Les Mots

Jean-Paul Sartre

De "J'ai changé..." à "...personne ne m'attend."




Plan de la fiche sur un extrait de Les Mots de Sartre :
Introduction
Texte étudié
Annonce des axes
Commentaire littéraire
Conclusion


Introduction

      Jean-Paul Sartre est né en 1905 et mort en 1980. Il a été le maître à penser de toute une génération (entre l'après-guerre et les années 70). C'est un homme d'extrême gauche, il a été rédacteur en chef de La Cause du peuple, et il était athée. Il a été au début l'ami d'Albert Camus, qui lui aussi était athée, mais qui allait plus loin et qui disait que le monde est absurde. Camus a écrit 3 romans : L'Etranger, La Chute, La Peste.
      Face à l'absurde, Camus a fini par trouver la réponse : la solidarité. Son journal : Combat. Camus est un homme du peuple. Sartre considère que l'on doit s'engager. S'engager, c'est mettre en gage sa réputation, son temps, son argent, sa liberté, sa vie…
      Sartre a été professeur de philosophie. C'était un intellectuel, c'est-à-dire quelqu'un qui gagne sa vie avec les productions de son esprit, mais surtout celui qui ose prendre position, qui fait entendre sa voix. Il y a de moins en moins de véritables intellectuels en ce moment (sauf Bernard Henri Lévy). Sur le plan philosophique, il est l'inventeur de l'Existentialisme, qui part du principe que nous n'avons que notre existence, il n'y a pas d'essence. Sa grande idée c'est que " nous sommes la somme des actes que nous posons ", c'est-à-dire qu'aucun de nos actes ne peut être retranché. Tous ceux qui se cherchent des excuses sont pour lui des salauds. Le salaud sartrien, par exemple, c'est le chrétien qui va se confesser. Sartre pense que l'homme se construit en agissant. Il met au centre de tout la responsabilité (responsable : qui peut répondre de ses actes). Sartre jouait souvent le rôle du " méchant ", celui qui ne laisse rien passer, qui ne se laisse pas faire (ce n'est pas le sens habituel).

====

## CONSIGNES
a) Selon la fiche sur Sartre, quelle réponse Camus a-t-il fini par trouver face à l'absurde ?
b) Recopiez le passage de la fiche sur Sartre commençant à « Jean-Paul Sartre est » et se terminant à « Chute, La Peste. ».
c) Réécrivez plus brièvement le paragraphe de la fiche sur Sartre qui commence par « Jean-Paul Sartre est né en 1905 », en conservant ses faits principaux.

## DONNÉES FOURNIES
====

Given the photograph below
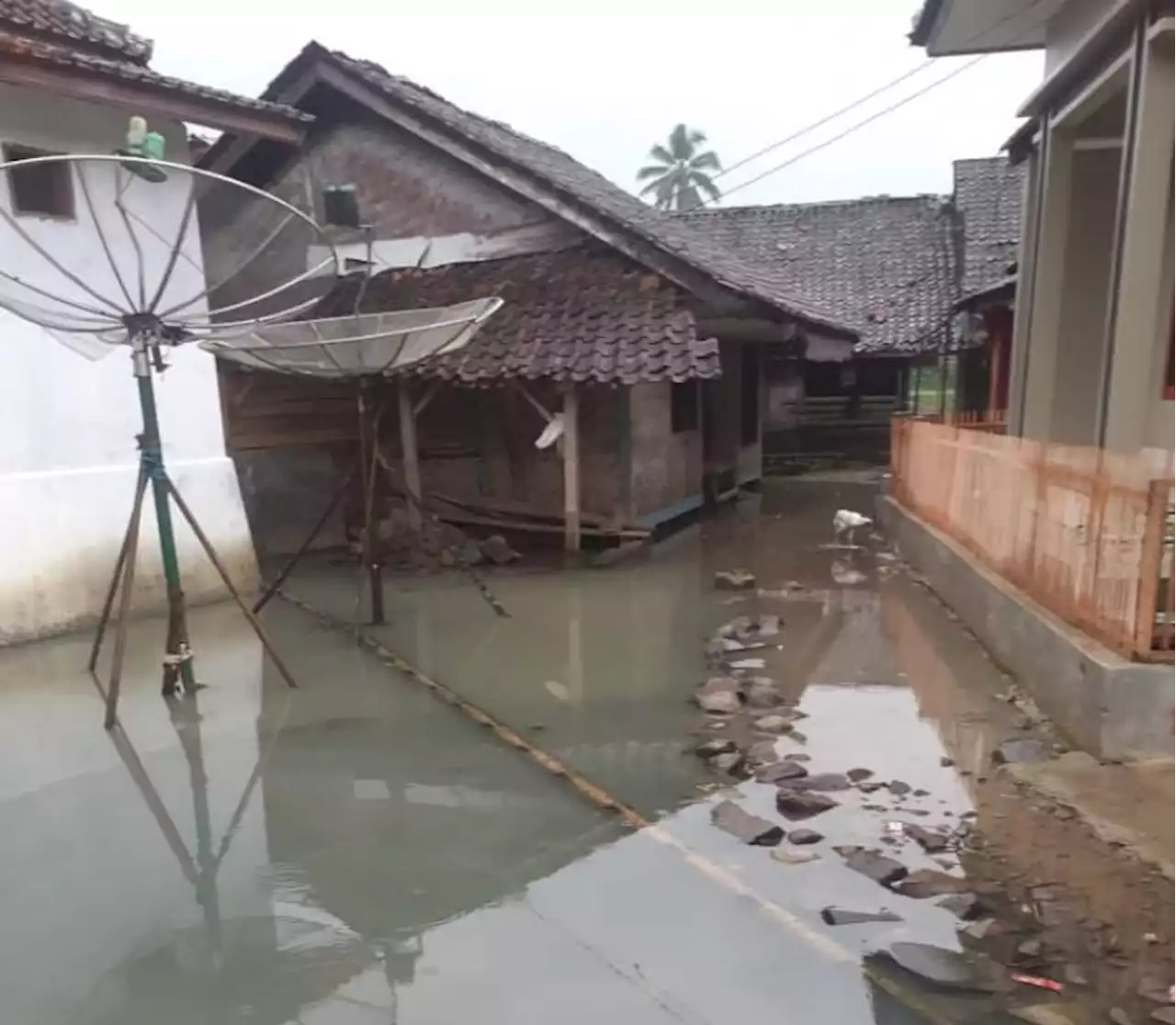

====

## RÉPONSES
a) La solidarité.

b)
Jean-Paul Sartre est né en 1905 et mort en 1980. Il a été le maître à penser de toute une génération (entre l'après-guerre et les années 70). C'est un homme d'extrême gauche, il a été rédacteur en chef de La Cause du peuple, et il était athée. Il a été au début l'ami d'Albert Camus, qui lui aussi était athée, mais qui allait plus loin et qui disait que le monde est absurde. Camus a écrit 3 romans : L'Etranger, La Chute, La Peste.

c) Jean-Paul Sartre (1905-1980) a été le maître à penser d'une génération, de l'après-guerre aux années 70. Homme d'extrême gauche et athée, il a été rédacteur en chef de La Cause du peuple. Il fut d'abord l'ami d'Albert Camus, athée lui aussi. Camus jugeait le monde absurde et a écrit L'Etranger, La Chute et La Peste.